What you need to do: As the answer, give a copy of each line below that includes the word "help".

[Opening Data supplied section]

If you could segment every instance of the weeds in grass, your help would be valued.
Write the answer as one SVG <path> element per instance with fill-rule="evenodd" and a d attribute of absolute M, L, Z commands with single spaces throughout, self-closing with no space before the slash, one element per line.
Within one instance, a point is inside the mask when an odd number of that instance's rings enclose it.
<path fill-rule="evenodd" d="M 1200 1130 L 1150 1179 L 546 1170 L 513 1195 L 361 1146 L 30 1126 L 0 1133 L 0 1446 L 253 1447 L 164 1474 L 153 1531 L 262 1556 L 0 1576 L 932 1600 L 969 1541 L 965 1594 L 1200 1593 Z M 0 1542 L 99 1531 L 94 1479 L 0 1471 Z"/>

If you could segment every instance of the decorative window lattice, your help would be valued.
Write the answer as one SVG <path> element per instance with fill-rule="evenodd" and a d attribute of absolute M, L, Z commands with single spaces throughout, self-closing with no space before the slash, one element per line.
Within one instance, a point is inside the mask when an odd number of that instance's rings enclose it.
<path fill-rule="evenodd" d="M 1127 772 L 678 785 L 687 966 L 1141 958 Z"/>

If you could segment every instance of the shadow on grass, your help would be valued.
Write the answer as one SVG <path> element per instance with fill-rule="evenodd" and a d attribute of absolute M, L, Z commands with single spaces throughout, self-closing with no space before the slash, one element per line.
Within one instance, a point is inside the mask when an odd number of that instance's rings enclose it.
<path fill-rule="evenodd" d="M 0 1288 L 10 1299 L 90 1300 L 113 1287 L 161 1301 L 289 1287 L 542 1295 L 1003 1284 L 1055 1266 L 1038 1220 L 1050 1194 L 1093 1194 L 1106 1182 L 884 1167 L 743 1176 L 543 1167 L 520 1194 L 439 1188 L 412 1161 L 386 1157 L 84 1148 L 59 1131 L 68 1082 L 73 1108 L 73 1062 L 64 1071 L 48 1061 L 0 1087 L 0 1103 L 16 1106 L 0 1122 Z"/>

[Closing Data supplied section]

Response:
If you could segment every instance of the weeds in grass, your help would be valued.
If you could segment every instance of the decorative window lattice, your help would be valued.
If you could segment every instance of the shadow on grass, your help would be valued.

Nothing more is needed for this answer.